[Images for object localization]
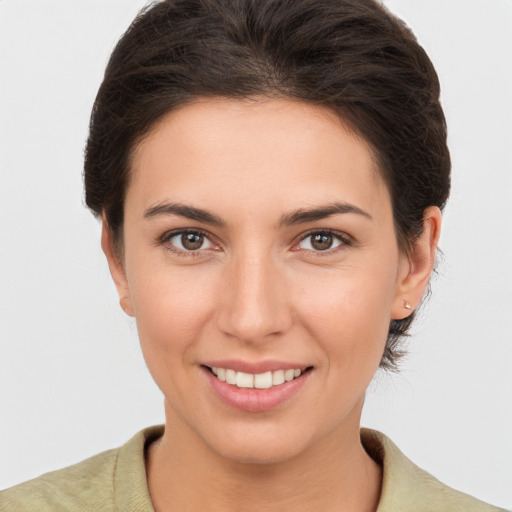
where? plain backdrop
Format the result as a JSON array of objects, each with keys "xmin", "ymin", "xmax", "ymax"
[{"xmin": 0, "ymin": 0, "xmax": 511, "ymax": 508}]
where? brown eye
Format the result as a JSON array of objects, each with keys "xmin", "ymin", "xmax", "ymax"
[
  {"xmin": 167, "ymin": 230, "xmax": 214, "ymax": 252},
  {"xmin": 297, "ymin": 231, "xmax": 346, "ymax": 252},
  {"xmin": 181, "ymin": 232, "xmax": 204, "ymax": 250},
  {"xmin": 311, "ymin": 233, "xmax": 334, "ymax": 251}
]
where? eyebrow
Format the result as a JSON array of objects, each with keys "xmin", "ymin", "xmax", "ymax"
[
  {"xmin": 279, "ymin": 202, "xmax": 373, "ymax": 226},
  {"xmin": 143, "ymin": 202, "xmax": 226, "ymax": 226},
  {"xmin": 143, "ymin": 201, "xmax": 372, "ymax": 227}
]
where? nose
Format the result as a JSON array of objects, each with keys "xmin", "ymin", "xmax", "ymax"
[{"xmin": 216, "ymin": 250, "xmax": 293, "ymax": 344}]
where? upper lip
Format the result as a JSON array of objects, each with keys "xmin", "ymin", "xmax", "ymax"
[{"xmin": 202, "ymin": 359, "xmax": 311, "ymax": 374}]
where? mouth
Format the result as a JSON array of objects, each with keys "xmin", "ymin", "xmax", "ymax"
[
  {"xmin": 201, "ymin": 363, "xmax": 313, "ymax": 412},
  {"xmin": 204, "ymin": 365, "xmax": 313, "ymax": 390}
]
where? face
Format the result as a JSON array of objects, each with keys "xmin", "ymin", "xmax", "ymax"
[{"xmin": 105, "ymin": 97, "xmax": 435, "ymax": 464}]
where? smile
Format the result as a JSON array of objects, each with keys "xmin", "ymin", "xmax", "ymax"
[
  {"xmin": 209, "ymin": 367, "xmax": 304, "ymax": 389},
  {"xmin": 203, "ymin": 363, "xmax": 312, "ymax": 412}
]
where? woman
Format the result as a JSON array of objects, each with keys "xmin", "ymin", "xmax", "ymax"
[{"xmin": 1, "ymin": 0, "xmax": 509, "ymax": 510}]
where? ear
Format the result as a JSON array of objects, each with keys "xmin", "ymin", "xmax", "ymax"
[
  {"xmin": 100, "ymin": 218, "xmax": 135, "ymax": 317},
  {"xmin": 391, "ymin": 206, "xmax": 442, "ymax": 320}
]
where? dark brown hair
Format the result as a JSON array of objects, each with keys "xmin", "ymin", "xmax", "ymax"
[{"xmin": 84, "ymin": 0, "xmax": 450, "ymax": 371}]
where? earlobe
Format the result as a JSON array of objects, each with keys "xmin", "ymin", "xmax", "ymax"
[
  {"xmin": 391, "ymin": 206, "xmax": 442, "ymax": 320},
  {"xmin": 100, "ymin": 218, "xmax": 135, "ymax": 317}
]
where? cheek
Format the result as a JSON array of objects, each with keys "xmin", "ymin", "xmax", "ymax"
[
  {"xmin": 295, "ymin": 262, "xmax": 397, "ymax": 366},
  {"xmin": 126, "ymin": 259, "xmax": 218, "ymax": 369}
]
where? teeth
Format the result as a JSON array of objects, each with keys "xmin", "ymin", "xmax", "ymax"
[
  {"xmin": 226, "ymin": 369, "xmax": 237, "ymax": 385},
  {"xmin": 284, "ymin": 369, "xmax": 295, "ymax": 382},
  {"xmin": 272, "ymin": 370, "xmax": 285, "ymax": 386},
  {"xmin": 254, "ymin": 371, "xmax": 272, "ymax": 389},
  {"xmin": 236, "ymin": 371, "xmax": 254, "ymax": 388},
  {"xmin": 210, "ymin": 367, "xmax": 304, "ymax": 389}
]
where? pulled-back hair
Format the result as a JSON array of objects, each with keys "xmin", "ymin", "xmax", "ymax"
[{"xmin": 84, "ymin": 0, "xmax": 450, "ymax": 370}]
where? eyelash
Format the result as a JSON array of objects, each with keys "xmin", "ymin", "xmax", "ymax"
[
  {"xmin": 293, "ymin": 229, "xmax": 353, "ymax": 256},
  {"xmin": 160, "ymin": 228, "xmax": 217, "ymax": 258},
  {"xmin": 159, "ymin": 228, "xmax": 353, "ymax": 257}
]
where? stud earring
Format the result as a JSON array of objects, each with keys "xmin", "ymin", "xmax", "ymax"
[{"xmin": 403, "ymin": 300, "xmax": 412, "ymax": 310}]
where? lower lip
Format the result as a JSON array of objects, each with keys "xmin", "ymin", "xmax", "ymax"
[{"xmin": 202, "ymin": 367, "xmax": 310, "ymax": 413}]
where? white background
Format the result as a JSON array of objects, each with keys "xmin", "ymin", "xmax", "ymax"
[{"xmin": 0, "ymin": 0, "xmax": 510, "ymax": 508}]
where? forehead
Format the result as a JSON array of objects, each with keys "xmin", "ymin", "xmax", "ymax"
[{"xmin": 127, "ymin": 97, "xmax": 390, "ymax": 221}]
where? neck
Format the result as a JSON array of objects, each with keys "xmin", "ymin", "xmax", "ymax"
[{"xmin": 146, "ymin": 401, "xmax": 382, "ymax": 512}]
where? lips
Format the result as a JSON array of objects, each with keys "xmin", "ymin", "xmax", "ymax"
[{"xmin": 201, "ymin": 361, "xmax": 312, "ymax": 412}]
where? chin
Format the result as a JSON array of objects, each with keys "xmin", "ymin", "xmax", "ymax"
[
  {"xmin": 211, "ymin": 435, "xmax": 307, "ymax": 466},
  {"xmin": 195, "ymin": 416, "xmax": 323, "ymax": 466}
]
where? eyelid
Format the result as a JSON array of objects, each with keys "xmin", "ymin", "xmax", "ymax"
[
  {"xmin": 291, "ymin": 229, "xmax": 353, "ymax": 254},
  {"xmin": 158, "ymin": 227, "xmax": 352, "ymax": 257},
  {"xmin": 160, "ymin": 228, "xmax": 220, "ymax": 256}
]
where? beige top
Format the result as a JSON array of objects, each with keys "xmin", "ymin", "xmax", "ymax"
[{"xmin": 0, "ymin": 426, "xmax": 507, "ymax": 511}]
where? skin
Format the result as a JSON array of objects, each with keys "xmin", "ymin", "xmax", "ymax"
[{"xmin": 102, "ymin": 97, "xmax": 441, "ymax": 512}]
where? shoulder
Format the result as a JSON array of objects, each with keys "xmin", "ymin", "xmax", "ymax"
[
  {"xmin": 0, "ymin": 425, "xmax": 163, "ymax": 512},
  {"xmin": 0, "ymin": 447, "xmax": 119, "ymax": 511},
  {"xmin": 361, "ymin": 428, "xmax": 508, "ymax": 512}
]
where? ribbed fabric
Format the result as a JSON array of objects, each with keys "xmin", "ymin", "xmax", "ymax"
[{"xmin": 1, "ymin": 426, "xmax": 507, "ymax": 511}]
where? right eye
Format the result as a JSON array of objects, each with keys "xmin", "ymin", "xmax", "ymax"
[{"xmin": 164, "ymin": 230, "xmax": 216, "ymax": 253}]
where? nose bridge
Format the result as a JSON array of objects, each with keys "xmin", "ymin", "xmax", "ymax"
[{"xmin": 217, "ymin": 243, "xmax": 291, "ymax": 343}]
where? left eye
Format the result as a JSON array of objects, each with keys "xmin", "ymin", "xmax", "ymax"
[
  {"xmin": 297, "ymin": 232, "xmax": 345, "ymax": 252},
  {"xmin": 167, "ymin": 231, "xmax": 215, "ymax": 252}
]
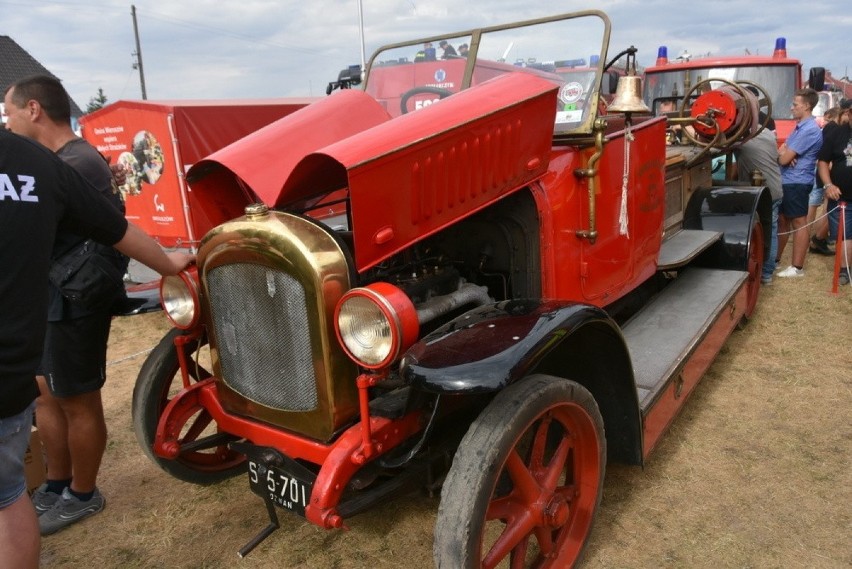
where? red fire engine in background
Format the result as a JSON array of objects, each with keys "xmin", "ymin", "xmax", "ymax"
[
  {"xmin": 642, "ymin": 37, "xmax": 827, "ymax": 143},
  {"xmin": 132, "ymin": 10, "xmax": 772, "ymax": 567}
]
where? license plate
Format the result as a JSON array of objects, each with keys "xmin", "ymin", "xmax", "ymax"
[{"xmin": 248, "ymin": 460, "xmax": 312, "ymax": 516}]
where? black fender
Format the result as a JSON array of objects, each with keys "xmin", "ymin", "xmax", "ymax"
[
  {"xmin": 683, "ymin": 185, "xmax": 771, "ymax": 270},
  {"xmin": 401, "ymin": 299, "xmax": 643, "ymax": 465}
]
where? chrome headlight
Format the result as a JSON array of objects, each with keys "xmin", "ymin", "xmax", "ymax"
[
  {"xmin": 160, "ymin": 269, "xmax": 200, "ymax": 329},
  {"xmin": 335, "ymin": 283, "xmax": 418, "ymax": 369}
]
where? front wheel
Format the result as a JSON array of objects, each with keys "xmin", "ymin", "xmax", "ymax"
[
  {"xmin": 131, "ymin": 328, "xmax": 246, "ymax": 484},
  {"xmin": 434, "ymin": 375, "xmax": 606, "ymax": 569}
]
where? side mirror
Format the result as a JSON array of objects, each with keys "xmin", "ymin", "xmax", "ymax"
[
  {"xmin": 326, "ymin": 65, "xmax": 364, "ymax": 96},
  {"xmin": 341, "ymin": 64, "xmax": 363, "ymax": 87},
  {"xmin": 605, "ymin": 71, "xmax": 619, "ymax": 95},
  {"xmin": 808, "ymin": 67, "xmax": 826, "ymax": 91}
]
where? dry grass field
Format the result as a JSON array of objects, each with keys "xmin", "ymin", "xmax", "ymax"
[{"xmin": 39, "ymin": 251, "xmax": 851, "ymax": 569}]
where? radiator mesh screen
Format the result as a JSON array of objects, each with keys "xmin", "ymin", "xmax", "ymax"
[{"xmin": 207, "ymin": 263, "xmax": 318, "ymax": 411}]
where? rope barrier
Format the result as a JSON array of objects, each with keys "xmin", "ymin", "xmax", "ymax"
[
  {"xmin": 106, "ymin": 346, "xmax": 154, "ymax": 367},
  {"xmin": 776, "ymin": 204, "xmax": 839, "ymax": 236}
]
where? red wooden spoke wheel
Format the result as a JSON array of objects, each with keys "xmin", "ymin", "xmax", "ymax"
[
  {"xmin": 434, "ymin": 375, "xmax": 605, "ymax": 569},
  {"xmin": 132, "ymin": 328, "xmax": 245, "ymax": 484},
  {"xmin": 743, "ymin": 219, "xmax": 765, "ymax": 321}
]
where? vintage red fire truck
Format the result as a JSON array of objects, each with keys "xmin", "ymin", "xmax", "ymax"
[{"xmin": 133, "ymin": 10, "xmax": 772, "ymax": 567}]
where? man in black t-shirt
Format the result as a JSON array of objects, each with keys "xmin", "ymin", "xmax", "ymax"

- [Task prompt] Copy the entries above exactly, but only from the line holding "where? beige top" through the line holding "where? shoulder", both included.

- [Solution below]
where? beige top
Format the result as a JSON array of objects, each with keys "xmin", "ymin", "xmax", "ymax"
[{"xmin": 0, "ymin": 426, "xmax": 507, "ymax": 511}]
where? skin
Format the result as a JSON array of objects, each with keys "xmin", "ymin", "xmax", "ymax"
[{"xmin": 102, "ymin": 97, "xmax": 441, "ymax": 512}]
where? shoulder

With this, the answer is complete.